- [JOB]:
Print every line of the data below without changing anything.

(Source data)
- - - -

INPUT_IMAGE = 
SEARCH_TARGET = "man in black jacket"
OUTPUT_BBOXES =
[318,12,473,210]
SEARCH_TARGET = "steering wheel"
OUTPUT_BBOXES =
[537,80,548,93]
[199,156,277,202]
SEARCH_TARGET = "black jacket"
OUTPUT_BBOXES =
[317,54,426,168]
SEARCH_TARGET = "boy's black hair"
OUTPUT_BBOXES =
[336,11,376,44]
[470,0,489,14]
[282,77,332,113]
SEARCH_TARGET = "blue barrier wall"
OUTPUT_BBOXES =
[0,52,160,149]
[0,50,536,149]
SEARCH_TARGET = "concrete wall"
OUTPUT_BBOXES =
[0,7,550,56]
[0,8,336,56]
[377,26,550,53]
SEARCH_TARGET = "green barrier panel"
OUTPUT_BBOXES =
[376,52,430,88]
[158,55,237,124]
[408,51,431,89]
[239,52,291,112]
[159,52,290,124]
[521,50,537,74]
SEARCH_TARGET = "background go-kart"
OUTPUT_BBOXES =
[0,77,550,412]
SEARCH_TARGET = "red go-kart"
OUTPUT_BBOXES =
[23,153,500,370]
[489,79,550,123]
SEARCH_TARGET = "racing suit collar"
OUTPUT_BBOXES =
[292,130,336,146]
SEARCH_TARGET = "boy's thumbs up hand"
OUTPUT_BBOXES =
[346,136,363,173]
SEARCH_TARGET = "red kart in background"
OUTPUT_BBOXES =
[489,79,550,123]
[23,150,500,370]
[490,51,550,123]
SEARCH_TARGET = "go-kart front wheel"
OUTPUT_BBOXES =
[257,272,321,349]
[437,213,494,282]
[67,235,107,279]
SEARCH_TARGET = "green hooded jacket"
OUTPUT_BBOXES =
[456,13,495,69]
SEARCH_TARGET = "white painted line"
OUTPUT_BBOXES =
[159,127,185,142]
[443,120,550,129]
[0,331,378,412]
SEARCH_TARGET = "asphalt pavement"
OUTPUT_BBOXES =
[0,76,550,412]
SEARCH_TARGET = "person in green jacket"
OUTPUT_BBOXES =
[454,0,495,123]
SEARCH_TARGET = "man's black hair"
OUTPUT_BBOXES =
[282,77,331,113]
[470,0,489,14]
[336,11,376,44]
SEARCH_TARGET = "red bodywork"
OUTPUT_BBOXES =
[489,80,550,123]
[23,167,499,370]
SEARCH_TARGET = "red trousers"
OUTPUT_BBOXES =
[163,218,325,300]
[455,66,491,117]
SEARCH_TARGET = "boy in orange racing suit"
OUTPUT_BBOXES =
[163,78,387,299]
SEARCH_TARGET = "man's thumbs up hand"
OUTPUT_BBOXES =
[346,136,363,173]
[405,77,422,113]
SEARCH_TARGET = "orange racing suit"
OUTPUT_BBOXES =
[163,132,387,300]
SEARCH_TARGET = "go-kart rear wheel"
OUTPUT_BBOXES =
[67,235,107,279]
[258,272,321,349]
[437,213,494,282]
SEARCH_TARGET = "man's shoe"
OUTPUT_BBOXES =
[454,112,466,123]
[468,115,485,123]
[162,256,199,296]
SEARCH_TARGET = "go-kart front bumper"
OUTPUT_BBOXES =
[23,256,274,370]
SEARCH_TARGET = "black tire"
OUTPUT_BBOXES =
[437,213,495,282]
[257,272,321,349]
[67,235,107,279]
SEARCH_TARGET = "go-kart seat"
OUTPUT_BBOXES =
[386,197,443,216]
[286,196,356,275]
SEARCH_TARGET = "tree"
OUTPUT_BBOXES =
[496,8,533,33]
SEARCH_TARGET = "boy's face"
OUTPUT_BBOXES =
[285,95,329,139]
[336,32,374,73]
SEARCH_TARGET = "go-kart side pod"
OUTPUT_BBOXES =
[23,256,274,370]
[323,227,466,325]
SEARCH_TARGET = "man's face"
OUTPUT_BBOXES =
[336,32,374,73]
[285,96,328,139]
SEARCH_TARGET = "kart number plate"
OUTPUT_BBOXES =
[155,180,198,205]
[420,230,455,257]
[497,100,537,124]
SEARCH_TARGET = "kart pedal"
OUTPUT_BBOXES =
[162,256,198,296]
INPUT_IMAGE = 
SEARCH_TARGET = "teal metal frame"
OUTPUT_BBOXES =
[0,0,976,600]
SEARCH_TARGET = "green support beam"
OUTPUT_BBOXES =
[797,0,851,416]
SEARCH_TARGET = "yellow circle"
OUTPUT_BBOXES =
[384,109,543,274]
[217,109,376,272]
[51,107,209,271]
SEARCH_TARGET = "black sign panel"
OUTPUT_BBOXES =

- - - -

- [OUTPUT]:
INPUT_IMAGE = 
SEARCH_TARGET = "man in black jacket"
OUTPUT_BBOXES =
[318,12,473,210]
SEARCH_TARGET = "steering wheel"
OUTPUT_BBOXES =
[537,80,548,93]
[199,156,277,202]
SEARCH_TARGET = "black jacket"
OUTPUT_BBOXES =
[317,54,426,168]
SEARCH_TARGET = "boy's black hair"
OUTPUT_BBOXES =
[336,11,376,44]
[470,0,489,14]
[282,77,332,113]
SEARCH_TARGET = "blue barrier wall"
OUTPUT_BBOXES =
[0,52,160,149]
[0,50,536,149]
SEARCH_TARGET = "concrete wall"
OUTPUT_BBOXES =
[0,7,550,56]
[0,8,336,56]
[377,26,550,53]
SEARCH_TARGET = "green barrier panel"
OUTPUT_BBOXES =
[376,52,430,88]
[158,55,237,124]
[408,51,431,89]
[239,52,291,112]
[159,52,290,124]
[521,50,537,74]
SEARCH_TARGET = "background go-kart"
OUTPUT_BBOXES =
[0,77,550,412]
SEARCH_TARGET = "red go-kart"
OUTPUT_BBOXES =
[23,153,500,370]
[489,79,550,123]
SEARCH_TARGET = "racing suit collar"
OUTPUT_BBOXES =
[292,130,336,146]
SEARCH_TARGET = "boy's thumbs up hand"
OUTPUT_BBOXES =
[346,136,363,173]
SEARCH_TARGET = "red kart in background"
OUTPUT_BBOXES =
[489,79,550,123]
[23,150,500,370]
[490,51,550,123]
SEARCH_TARGET = "go-kart front wheel"
OUTPUT_BBOXES =
[257,272,321,349]
[437,213,494,282]
[67,235,107,279]
SEARCH_TARGET = "green hooded jacket"
OUTPUT_BBOXES =
[456,13,495,69]
SEARCH_TARGET = "white painted line"
OUTPUT_BBOXES =
[159,127,185,142]
[443,120,550,129]
[0,331,378,412]
SEARCH_TARGET = "asphalt pavement"
OUTPUT_BBOXES =
[0,76,550,412]
SEARCH_TARGET = "person in green jacket"
OUTPUT_BBOXES =
[454,0,495,123]
SEARCH_TARGET = "man's black hair"
OUTPUT_BBOXES =
[282,77,331,113]
[470,0,489,14]
[336,11,376,44]
SEARCH_TARGET = "red bodywork"
OUTPUT_BBOXES =
[489,80,550,123]
[23,167,499,370]
SEARCH_TARGET = "red trousers"
OUTPUT_BBOXES =
[163,218,325,300]
[455,66,491,117]
SEARCH_TARGET = "boy in orange racing suit"
OUTPUT_BBOXES =
[163,78,387,299]
SEARCH_TARGET = "man's thumbs up hand"
OUTPUT_BBOXES =
[346,136,363,173]
[405,77,422,113]
SEARCH_TARGET = "orange racing suit"
OUTPUT_BBOXES =
[163,132,387,300]
SEARCH_TARGET = "go-kart rear wheel"
OUTPUT_BBOXES =
[67,235,107,279]
[258,272,321,349]
[437,213,494,282]
SEARCH_TARGET = "man's shoe"
OUTPUT_BBOXES =
[454,112,466,123]
[468,115,485,123]
[162,256,199,296]
SEARCH_TARGET = "go-kart front bumper"
OUTPUT_BBOXES =
[23,256,274,370]
SEARCH_TARGET = "black tire"
OUTPUT_BBOXES =
[437,213,495,282]
[257,272,321,349]
[67,235,107,279]
SEARCH_TARGET = "go-kart seat"
OUTPUT_BBOXES =
[386,197,443,216]
[286,196,356,275]
SEARCH_TARGET = "tree"
OUTPUT_BBOXES =
[496,8,533,33]
SEARCH_TARGET = "boy's face"
OUTPUT_BBOXES =
[285,95,329,139]
[336,32,374,73]
SEARCH_TARGET = "go-kart side pod"
OUTPUT_BBOXES =
[23,256,274,370]
[323,227,466,325]
SEARCH_TARGET = "man's face"
OUTPUT_BBOXES =
[336,32,374,73]
[285,96,328,139]
SEARCH_TARGET = "kart number plate"
OUTPUT_BBOXES =
[155,180,198,205]
[420,230,455,257]
[497,100,537,124]
SEARCH_TARGET = "kart pedal"
OUTPUT_BBOXES =
[162,256,198,296]
INPUT_IMAGE = 
SEARCH_TARGET = "teal metal frame"
OUTPUT_BBOXES =
[0,0,976,600]
SEARCH_TARGET = "green support beam"
OUTPUT_BBOXES =
[797,0,851,416]
SEARCH_TARGET = "yellow circle"
OUTPUT_BBOXES =
[384,109,543,274]
[217,109,376,272]
[51,107,209,271]
SEARCH_TARGET = "black sign panel"
OUTPUT_BBOXES =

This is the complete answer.